Box-labeled dataset extracts:
>>>

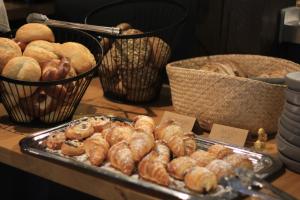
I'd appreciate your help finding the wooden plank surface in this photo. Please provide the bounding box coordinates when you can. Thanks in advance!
[0,79,300,199]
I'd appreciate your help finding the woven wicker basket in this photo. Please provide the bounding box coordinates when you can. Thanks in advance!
[167,55,300,133]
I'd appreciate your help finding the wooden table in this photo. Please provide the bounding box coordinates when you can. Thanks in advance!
[0,79,300,199]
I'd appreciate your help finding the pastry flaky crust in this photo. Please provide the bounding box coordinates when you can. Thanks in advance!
[133,115,155,136]
[129,129,154,162]
[154,120,196,157]
[206,159,233,181]
[83,133,109,166]
[223,153,253,170]
[184,166,218,193]
[46,132,66,150]
[207,144,233,159]
[65,121,94,140]
[190,150,217,167]
[108,141,135,175]
[168,156,197,180]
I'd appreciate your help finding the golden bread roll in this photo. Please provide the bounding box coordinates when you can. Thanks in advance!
[0,37,22,72]
[2,56,42,98]
[60,42,96,74]
[184,166,218,193]
[16,23,55,43]
[23,40,60,65]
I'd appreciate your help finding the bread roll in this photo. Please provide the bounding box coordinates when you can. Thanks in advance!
[23,40,60,65]
[2,56,42,98]
[60,42,96,74]
[0,37,22,72]
[16,23,55,43]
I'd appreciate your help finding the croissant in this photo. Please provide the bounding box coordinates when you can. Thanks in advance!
[207,144,233,159]
[133,115,155,136]
[83,133,109,166]
[103,123,134,146]
[129,130,154,161]
[190,150,217,167]
[184,166,218,193]
[154,121,196,157]
[138,151,170,186]
[168,156,197,180]
[206,159,233,181]
[108,141,134,175]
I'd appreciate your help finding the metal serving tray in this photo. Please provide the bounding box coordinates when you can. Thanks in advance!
[20,117,282,199]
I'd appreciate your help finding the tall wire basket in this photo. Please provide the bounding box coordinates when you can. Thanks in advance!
[85,0,187,103]
[0,27,102,124]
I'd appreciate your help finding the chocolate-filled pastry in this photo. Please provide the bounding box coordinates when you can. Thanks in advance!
[149,37,171,68]
[190,150,217,167]
[133,115,155,136]
[138,151,170,186]
[184,166,218,193]
[61,140,85,156]
[223,153,253,170]
[0,37,22,73]
[60,42,96,74]
[115,29,151,69]
[20,89,59,117]
[15,23,55,43]
[168,156,197,180]
[65,121,94,140]
[23,40,60,66]
[88,116,111,133]
[129,129,154,162]
[103,124,134,146]
[207,144,233,159]
[206,159,233,181]
[83,133,109,166]
[108,141,134,175]
[2,56,42,98]
[46,132,66,150]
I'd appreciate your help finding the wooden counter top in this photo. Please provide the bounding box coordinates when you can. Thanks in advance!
[0,79,300,199]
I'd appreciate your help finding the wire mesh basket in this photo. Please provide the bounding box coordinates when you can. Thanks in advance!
[0,27,102,124]
[85,0,187,103]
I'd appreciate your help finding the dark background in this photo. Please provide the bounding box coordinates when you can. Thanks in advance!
[0,0,300,200]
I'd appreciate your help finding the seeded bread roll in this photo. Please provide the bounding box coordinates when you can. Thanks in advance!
[16,23,55,43]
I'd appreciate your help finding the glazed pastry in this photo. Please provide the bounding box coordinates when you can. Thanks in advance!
[83,133,109,166]
[46,132,66,150]
[23,40,60,65]
[184,166,218,193]
[207,144,233,159]
[206,159,233,181]
[138,151,170,186]
[88,116,110,133]
[168,156,197,180]
[108,141,134,175]
[60,42,96,74]
[190,150,217,167]
[0,37,22,73]
[129,129,154,162]
[223,153,253,170]
[154,121,196,157]
[133,115,155,136]
[65,121,94,140]
[61,140,85,156]
[103,123,134,146]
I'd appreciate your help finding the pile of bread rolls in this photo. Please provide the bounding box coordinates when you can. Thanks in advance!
[0,23,96,121]
[101,23,171,101]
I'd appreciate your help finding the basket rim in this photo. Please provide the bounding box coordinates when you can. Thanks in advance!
[0,25,103,86]
[84,0,188,39]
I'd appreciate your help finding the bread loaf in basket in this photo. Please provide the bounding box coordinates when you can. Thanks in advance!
[167,54,300,133]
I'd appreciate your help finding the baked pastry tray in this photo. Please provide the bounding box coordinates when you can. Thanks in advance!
[19,116,282,199]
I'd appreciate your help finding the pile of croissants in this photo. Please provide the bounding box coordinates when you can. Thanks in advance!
[44,115,253,193]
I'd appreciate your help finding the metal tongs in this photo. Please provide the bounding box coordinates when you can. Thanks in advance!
[220,168,295,200]
[26,13,120,35]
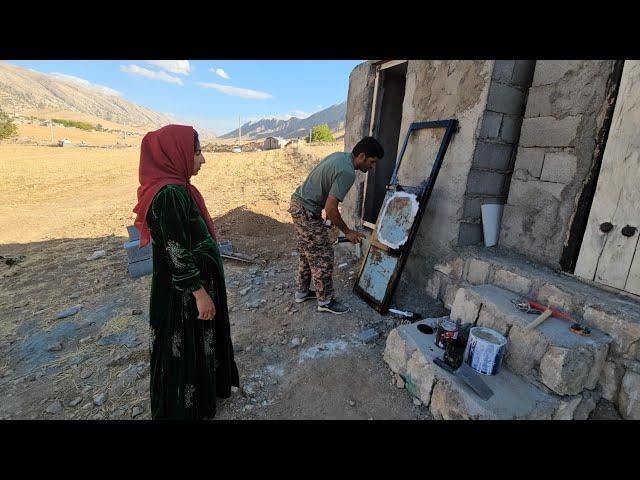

<<<

**SET PROBLEM**
From the line with "I'd appreciate your help finding the metal tongs" through the end of the items, swap "metal tongs" for "serving tongs" and write those lines out again with nothing else changed. Omit the pictures.

**RESULT OF THIS EXERCISE**
I'd appreciate your help finding the serving tongs in this photo. Please provide the bounding box coordinates when you can. Thanks in advance!
[220,168,295,200]
[26,13,120,35]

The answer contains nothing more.